⟨
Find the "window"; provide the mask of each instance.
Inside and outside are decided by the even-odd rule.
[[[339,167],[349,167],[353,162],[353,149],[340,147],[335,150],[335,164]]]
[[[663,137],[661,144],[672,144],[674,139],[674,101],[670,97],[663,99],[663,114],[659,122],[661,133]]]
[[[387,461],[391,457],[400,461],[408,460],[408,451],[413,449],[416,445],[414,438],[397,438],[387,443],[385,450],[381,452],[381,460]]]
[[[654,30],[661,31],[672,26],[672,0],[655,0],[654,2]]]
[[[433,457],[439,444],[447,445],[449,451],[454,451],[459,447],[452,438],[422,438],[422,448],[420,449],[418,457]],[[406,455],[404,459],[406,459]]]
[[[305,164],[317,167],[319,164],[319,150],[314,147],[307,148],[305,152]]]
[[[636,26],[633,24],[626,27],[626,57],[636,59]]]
⟩
What to produce :: Present each line of the material above as a numbered list, omitting any blank lines.

Output for this exercise ::
1. Find the "window"; provide the mask of each instance.
2. Inside and outside are decided by the even-odd rule.
3. [[[339,167],[349,167],[353,162],[353,149],[340,147],[335,150],[335,164]]]
4. [[[663,137],[661,144],[672,144],[674,139],[674,101],[670,97],[663,99],[663,114],[659,122],[661,133]]]
5. [[[387,461],[391,457],[400,461],[408,460],[408,451],[413,449],[416,445],[414,438],[397,438],[387,443],[385,450],[381,452],[381,460]]]
6. [[[654,30],[661,31],[672,26],[672,0],[655,0],[654,2]]]
7. [[[433,457],[439,444],[447,445],[449,451],[454,451],[459,447],[452,438],[422,438],[422,448],[420,449],[418,457]],[[406,455],[404,459],[406,459]]]
8. [[[305,164],[317,167],[319,164],[319,150],[314,147],[307,148],[305,152]]]
9. [[[636,26],[633,24],[626,27],[626,57],[636,59]]]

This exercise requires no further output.